3. Film Eksperimental dan film animasi.
E. Konteks
1. Pengertian Konteks
Bahasa dan konteks merupakan dua hal yang saling berkaitan satu sama lain. Bahasa
membutuhkan konteks tertentu dalam pemakaiannya, demikian juga sebaliknya
konteks baru memiliki makna jika terdapat tindak bahasa di dalamnya (Durati dalam
Rusminto dan Sumarti, 2006:51).
Konteks adalah latar belakang pengetahuan yang sama-sama dimiliki oleh penutur dan
mitra tutur yang memungkinkan mitra tutur untuk memperhitungkan tuturan dan
memaknai arti tuturan dari si penutur (Grice dalam Rusminto dan Sumarti, 2006:54).

INFORMASI YANG DIBERIKAN:
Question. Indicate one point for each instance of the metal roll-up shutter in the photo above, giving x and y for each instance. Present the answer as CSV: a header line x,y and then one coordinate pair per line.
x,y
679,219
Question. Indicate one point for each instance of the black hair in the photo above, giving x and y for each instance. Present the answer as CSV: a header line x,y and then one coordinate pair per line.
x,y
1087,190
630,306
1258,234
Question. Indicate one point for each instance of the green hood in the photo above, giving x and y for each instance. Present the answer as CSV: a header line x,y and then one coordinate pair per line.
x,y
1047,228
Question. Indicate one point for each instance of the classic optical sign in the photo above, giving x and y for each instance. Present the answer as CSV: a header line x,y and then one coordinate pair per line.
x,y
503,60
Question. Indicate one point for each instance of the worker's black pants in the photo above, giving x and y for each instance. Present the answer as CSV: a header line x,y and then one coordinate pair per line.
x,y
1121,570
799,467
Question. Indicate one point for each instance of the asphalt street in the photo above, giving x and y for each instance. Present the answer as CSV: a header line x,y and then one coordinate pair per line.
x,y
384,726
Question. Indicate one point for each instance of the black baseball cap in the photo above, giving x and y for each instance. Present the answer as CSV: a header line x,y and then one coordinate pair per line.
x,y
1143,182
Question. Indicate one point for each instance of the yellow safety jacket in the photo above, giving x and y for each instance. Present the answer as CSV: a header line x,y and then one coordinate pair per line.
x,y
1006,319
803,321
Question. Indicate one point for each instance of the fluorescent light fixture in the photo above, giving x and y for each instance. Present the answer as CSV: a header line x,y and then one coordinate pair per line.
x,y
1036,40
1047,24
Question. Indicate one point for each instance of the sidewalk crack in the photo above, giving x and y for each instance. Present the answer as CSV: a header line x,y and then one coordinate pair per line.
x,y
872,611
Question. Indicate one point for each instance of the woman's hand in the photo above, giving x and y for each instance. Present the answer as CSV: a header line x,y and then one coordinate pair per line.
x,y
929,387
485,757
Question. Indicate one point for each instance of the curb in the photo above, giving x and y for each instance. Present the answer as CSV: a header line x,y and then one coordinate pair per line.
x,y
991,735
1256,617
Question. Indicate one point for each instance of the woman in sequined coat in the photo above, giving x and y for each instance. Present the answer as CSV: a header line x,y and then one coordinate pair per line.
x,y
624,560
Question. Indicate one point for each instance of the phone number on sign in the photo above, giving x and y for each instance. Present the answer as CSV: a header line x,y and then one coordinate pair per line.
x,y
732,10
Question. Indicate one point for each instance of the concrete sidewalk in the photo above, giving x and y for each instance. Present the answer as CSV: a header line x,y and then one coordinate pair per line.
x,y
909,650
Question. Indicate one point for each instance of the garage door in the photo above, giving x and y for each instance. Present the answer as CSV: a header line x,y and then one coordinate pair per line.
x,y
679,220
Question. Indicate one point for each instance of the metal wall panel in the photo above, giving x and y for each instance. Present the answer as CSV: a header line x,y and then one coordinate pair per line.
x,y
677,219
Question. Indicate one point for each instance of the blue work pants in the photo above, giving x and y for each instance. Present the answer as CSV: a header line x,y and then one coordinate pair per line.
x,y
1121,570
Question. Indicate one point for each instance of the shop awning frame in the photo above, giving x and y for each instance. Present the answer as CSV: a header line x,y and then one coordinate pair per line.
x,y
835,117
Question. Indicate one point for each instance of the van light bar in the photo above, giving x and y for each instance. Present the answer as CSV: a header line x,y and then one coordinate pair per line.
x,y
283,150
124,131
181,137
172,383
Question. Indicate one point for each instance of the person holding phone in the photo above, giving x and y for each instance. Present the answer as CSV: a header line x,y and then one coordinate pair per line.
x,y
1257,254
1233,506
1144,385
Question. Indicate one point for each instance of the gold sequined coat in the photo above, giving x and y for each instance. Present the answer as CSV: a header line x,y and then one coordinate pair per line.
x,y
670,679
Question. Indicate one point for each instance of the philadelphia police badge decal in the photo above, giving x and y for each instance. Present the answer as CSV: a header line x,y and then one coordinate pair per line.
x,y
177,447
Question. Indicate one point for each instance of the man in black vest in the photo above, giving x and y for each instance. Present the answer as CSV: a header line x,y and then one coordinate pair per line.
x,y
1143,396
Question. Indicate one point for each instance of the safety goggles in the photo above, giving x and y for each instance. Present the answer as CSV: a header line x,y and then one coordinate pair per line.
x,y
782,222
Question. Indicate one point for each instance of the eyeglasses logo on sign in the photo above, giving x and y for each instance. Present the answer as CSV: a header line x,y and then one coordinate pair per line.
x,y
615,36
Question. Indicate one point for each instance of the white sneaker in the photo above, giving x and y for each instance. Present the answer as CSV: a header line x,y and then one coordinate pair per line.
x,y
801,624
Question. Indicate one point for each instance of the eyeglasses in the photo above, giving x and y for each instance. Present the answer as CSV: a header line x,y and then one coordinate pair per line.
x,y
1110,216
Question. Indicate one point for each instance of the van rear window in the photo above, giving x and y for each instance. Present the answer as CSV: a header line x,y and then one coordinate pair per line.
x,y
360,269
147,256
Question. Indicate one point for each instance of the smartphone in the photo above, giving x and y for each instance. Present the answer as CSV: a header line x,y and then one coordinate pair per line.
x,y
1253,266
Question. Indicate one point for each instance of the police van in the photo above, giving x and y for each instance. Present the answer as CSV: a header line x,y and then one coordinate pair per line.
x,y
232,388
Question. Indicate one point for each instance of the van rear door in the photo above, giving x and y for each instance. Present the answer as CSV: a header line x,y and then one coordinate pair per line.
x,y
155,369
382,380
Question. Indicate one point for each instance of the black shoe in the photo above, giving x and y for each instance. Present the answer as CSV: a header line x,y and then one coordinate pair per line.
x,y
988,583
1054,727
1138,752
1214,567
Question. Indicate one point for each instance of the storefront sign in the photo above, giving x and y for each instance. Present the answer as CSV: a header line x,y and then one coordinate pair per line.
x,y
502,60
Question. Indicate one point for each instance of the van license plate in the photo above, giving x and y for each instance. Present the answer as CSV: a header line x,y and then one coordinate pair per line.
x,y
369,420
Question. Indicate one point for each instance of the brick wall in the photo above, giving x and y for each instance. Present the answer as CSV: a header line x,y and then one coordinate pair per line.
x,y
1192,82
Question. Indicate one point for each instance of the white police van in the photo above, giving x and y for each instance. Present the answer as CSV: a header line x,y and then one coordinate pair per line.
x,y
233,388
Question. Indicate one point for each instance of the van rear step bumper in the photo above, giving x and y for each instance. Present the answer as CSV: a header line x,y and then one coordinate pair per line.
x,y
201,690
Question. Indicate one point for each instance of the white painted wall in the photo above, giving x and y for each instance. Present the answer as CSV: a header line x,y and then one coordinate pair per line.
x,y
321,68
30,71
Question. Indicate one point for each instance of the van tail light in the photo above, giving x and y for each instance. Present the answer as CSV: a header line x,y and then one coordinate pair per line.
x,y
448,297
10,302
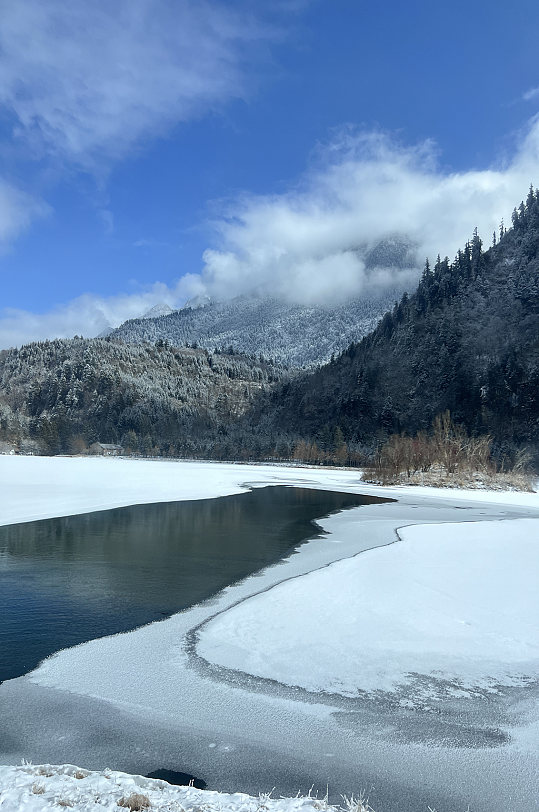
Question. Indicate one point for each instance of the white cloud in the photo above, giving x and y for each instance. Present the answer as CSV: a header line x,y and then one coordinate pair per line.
x,y
17,210
90,314
88,80
302,244
364,188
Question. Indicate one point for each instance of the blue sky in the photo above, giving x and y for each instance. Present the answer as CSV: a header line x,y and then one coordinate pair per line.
x,y
153,150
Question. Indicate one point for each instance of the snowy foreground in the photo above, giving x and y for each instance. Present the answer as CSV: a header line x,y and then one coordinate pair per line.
x,y
32,788
45,487
398,655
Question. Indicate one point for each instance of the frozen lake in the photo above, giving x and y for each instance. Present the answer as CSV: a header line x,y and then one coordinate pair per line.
x,y
169,695
71,579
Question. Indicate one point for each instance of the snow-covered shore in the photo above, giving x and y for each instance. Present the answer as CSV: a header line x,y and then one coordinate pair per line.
x,y
145,699
36,788
46,487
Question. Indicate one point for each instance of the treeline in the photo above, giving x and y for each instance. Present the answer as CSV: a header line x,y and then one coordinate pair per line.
x,y
467,341
62,396
447,455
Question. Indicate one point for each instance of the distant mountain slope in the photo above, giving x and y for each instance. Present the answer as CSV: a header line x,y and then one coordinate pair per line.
x,y
467,340
62,395
296,335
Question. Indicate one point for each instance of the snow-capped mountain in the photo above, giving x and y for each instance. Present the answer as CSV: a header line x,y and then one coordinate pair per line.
x,y
160,309
293,334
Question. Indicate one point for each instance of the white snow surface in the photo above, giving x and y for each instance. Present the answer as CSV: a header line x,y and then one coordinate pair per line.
x,y
46,487
455,601
30,788
477,573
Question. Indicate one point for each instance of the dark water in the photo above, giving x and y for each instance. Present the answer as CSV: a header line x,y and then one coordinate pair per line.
x,y
64,581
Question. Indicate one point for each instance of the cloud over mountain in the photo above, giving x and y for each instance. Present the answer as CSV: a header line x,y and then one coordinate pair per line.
x,y
310,243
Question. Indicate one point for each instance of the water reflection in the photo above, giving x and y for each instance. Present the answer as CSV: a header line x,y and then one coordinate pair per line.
x,y
67,580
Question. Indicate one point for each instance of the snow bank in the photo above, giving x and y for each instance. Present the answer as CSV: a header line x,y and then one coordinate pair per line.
x,y
45,487
455,601
31,788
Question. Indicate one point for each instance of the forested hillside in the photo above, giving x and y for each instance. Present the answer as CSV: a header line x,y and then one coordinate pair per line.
x,y
467,341
293,334
63,395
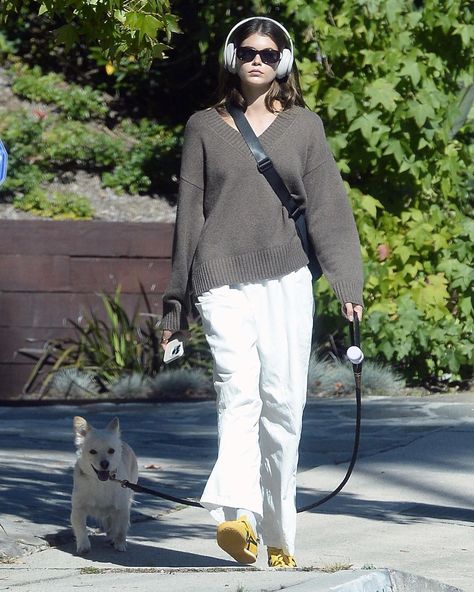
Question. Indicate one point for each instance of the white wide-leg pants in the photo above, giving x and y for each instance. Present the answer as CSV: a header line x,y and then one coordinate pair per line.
x,y
260,338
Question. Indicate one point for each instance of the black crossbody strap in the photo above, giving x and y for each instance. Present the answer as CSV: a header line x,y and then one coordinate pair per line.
x,y
265,166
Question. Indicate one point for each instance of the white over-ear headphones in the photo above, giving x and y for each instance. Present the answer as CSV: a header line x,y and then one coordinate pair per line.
x,y
230,58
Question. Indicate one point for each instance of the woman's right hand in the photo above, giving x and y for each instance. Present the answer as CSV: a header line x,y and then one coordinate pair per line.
x,y
165,336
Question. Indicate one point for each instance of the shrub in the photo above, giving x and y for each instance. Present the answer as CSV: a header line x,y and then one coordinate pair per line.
x,y
76,102
393,84
60,206
337,378
112,349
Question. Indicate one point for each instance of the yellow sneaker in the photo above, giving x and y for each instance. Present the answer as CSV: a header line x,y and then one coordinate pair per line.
x,y
276,558
238,538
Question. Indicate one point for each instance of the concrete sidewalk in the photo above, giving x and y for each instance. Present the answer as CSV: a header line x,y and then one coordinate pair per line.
x,y
406,512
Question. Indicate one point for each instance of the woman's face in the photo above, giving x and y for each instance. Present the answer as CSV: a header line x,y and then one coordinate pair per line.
x,y
252,70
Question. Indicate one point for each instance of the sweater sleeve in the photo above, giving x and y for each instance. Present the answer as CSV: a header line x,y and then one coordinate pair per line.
x,y
330,221
189,223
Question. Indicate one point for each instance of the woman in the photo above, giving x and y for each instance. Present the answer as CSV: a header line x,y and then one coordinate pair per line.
x,y
237,251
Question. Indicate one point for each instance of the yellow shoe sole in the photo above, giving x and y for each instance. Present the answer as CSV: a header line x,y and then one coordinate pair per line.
x,y
278,559
237,538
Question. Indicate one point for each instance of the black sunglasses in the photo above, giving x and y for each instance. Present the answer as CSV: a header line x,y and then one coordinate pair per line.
x,y
268,56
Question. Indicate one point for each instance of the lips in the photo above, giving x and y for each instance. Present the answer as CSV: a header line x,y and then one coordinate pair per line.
x,y
102,475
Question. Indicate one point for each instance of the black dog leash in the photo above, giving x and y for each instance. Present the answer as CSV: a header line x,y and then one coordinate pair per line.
x,y
356,360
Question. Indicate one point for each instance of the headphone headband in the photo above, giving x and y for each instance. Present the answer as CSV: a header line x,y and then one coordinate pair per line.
x,y
229,48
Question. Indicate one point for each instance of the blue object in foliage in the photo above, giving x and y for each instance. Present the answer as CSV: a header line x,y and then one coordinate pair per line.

PETUNJUK PENGERJAAN:
a. Tuliskan kembali bagian teks tentang konteks, mulai dari "3. Film Eksperimental" sampai dengan "dan Sumarti, 2006:51).", tanpa mengubah apa pun.
b. Sebutkan jumlah baris entri yang memuat kata "yellow". Jawab hanya dengan angka.

HASIL TIAP TUGAS:
a.
3. Film Eksperimental dan film animasi.
E. Konteks
1. Pengertian Konteks
Bahasa dan konteks merupakan dua hal yang saling berkaitan satu sama lain. Bahasa
membutuhkan konteks tertentu dalam pemakaiannya, demikian juga sebaliknya
konteks baru memiliki makna jika terdapat tindak bahasa di dalamnya (Durati dalam
Rusminto dan Sumarti, 2006:51).

b. 3